**SET PROBLEM**
Give the rows between the lines holding "mark the region of every instance of the dense" and "L 331 0 L 4", inclusive, as a two-column CSV with columns input and output, one line per row, holding its text and its answer, each in one quoted field with line breaks turned into spaces.
(begin)
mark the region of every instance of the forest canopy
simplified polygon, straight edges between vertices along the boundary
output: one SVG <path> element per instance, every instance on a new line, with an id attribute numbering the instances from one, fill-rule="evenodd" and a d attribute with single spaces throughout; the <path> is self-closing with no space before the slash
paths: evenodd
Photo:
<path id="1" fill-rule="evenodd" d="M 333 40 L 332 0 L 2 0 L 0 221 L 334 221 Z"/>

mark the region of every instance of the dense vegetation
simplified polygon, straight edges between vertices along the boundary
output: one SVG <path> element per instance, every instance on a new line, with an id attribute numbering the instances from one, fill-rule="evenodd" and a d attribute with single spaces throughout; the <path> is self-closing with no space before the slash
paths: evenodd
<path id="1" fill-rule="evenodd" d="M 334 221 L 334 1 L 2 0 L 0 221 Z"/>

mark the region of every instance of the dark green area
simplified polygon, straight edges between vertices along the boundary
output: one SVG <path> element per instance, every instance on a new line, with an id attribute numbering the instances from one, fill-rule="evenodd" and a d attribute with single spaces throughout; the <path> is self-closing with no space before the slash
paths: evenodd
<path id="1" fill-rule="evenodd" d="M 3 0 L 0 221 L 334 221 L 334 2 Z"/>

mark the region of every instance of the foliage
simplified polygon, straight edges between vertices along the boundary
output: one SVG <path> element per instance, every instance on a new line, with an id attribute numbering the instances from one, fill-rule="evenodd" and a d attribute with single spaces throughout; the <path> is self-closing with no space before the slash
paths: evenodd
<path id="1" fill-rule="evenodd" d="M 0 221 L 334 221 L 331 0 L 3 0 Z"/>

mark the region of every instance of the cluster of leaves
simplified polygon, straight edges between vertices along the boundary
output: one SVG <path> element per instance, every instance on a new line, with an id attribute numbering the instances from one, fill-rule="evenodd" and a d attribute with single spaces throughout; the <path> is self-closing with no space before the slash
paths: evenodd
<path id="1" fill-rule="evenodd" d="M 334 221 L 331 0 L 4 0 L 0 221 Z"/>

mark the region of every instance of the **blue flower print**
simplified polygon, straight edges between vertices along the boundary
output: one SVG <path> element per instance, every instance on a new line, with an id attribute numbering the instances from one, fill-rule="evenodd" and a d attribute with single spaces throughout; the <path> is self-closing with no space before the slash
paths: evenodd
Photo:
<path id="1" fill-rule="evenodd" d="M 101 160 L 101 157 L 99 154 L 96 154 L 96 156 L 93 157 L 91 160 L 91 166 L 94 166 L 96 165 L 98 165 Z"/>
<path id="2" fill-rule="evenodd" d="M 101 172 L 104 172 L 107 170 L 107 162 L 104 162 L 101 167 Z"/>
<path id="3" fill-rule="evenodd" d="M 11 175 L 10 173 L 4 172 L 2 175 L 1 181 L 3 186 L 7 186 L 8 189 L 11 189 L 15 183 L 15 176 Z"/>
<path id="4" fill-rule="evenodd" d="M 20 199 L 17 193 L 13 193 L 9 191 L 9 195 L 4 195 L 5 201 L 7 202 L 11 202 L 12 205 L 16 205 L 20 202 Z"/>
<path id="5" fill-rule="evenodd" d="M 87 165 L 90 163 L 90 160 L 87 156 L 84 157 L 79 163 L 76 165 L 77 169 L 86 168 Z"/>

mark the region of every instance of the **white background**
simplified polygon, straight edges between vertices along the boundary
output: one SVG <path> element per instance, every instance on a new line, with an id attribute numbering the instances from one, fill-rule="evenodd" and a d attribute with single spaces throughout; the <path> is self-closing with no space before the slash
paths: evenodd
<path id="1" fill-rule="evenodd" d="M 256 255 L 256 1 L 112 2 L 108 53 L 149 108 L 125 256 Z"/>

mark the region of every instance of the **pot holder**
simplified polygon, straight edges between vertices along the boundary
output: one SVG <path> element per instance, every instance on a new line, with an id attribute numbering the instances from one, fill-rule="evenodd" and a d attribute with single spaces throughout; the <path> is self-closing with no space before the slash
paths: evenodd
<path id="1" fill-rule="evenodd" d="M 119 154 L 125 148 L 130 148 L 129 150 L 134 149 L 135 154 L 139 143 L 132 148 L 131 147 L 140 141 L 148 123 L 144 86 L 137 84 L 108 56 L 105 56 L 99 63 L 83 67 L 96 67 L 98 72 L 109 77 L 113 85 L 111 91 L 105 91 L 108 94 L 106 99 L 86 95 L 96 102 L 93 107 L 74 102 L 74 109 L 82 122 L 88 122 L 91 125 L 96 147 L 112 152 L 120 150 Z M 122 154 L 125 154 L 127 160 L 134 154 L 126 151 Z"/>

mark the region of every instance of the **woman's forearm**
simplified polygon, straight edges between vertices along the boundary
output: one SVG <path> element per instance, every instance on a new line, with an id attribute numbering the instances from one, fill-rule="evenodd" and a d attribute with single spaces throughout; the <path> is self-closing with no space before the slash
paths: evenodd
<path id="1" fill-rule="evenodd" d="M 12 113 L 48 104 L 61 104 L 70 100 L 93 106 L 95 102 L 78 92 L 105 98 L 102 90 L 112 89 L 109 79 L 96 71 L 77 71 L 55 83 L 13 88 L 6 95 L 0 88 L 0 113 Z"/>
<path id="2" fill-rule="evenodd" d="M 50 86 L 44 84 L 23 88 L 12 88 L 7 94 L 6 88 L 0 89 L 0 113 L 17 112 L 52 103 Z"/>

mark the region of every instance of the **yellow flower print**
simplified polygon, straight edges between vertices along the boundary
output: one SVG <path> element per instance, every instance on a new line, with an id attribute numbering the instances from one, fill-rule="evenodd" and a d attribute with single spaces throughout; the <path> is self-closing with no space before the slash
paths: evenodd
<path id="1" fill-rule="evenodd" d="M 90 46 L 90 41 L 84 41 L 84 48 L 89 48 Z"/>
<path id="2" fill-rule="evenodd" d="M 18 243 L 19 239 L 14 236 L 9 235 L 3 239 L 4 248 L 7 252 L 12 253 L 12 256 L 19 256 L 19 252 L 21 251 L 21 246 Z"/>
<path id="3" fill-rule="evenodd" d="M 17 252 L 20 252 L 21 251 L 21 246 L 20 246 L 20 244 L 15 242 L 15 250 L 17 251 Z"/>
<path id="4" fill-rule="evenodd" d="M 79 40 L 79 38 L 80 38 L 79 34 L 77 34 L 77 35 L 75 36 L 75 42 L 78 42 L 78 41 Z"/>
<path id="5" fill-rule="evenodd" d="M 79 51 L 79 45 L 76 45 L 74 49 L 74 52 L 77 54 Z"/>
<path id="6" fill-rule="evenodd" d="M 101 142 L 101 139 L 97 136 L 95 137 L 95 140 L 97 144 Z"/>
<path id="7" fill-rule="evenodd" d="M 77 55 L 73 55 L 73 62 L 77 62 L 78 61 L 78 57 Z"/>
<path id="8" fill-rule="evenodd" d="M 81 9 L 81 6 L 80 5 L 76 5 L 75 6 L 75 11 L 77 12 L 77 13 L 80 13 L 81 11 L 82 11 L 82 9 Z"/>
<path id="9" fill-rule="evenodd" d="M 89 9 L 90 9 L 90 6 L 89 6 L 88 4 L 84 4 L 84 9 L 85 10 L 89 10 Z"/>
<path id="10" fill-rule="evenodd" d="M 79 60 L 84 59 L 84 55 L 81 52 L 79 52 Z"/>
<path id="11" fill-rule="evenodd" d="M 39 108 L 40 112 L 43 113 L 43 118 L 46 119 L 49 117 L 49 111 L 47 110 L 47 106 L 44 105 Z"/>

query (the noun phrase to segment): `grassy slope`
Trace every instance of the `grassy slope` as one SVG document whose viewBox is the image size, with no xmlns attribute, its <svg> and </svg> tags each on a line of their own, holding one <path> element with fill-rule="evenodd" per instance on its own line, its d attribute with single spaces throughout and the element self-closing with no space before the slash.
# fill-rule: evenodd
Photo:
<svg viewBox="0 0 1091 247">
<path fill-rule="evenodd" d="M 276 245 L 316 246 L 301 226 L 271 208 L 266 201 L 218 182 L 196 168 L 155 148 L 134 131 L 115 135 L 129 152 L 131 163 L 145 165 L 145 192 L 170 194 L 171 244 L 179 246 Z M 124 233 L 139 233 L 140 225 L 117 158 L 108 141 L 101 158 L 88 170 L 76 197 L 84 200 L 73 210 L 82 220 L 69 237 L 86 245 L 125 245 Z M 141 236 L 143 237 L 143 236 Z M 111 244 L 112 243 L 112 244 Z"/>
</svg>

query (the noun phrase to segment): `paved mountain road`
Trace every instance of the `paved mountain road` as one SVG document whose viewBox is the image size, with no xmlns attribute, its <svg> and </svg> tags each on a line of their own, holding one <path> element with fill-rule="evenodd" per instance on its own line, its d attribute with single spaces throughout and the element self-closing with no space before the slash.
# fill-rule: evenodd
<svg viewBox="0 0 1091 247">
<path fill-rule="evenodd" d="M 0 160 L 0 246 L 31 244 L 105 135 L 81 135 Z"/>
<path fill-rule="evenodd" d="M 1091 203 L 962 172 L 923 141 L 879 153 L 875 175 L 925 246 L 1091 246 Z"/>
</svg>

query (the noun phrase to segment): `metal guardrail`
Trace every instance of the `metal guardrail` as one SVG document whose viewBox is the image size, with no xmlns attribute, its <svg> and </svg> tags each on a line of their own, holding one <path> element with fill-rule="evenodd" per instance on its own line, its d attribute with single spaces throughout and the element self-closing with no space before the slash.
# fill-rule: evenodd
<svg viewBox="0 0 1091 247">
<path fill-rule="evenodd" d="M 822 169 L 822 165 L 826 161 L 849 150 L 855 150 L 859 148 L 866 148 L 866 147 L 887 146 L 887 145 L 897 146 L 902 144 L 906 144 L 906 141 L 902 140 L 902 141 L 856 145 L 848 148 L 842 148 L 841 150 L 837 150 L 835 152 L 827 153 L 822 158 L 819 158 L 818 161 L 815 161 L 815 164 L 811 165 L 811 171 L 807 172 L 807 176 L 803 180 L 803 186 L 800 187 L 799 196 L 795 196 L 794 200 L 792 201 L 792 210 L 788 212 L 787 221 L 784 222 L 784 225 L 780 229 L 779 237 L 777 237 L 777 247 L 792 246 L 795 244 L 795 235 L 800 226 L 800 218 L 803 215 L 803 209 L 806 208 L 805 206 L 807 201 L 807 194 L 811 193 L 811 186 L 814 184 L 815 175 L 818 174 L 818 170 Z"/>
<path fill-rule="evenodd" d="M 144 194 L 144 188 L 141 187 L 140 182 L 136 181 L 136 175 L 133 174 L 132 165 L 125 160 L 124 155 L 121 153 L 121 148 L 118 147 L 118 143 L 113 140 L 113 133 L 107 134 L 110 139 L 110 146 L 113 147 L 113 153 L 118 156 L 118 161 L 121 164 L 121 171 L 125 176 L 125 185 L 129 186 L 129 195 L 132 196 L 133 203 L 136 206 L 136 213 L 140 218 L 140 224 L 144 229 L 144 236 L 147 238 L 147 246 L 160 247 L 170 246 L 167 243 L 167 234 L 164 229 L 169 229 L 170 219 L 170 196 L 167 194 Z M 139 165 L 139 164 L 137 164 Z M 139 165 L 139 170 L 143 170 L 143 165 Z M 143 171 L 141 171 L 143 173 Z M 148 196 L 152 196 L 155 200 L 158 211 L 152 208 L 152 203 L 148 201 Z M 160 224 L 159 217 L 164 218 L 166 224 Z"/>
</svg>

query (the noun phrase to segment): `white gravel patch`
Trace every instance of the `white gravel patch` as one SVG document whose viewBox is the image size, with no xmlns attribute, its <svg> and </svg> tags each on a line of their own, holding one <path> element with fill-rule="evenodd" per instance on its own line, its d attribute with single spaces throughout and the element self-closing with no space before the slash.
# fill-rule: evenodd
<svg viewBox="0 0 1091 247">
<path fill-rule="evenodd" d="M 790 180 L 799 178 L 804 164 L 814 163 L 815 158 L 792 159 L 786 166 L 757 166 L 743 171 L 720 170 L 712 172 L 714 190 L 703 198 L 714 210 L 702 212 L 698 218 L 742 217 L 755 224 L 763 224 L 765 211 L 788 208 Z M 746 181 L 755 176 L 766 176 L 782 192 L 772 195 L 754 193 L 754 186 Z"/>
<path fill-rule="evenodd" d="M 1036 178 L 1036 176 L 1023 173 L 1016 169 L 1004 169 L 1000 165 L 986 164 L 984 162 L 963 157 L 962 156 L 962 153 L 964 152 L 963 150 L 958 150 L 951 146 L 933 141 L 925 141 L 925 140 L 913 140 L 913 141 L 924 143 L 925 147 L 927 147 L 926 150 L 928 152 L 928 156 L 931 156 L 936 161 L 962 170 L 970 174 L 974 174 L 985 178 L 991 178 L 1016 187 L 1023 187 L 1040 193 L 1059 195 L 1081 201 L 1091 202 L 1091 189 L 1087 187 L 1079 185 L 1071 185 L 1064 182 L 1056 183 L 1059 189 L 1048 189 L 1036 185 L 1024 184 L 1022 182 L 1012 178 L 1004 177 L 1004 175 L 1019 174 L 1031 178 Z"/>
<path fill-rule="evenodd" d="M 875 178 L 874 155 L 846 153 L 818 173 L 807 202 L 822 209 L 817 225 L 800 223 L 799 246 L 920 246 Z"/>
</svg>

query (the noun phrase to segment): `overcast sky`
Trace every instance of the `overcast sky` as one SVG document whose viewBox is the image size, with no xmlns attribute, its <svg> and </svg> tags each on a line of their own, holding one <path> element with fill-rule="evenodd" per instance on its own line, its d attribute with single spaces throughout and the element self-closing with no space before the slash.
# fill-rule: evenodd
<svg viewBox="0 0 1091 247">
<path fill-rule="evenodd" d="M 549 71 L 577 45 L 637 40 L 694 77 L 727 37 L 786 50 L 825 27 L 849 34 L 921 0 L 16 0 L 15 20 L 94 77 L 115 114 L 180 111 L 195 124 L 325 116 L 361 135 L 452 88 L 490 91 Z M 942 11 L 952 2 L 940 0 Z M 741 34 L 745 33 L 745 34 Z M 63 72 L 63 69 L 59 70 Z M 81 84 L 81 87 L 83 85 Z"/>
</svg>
(end)
**WRITTEN RESPONSE**
input,output
"mark the region of every instance of the dense vegetation simplified polygon, straight edges between vertices along the boundary output: one SVG <path> element per instance, every instance on a new line, with an id attribute numbering the instances from one, fill-rule=""evenodd"" and a d attribute with single spaces throughout; the <path> is self-closing with no space before the slash paths: evenodd","<path id=""1"" fill-rule=""evenodd"" d=""M 334 221 L 334 1 L 2 0 L 0 221 Z""/>"
"mark the region of every instance of the dark green area simplified polygon, straight edges between vertices along the boundary output: one SVG <path> element per instance, every instance on a new line, with an id attribute numbering the instances from one, fill-rule=""evenodd"" and a d attribute with single spaces throughout; the <path> is self-closing with no space before the slash paths: evenodd","<path id=""1"" fill-rule=""evenodd"" d=""M 3 0 L 0 221 L 334 221 L 334 2 Z""/>"
"mark the region of every instance of the foliage simplified polygon, straight edges between vertices along the boundary output: one SVG <path> element per instance, every instance on a new line, with an id attribute numbering the instances from one, fill-rule=""evenodd"" and a d attribute with single spaces throughout; the <path> is self-closing with no space before the slash paths: evenodd","<path id=""1"" fill-rule=""evenodd"" d=""M 0 221 L 334 221 L 331 0 L 3 0 Z""/>"
"mark the region of every instance of the cluster of leaves simplified polygon, straight edges between vertices along the boundary output: one SVG <path> element per instance, every instance on a new line, with an id attribute numbering the instances from one, fill-rule=""evenodd"" and a d attribute with single spaces throughout; the <path> is self-closing with no space before the slash paths: evenodd","<path id=""1"" fill-rule=""evenodd"" d=""M 334 221 L 331 0 L 4 0 L 0 221 Z""/>"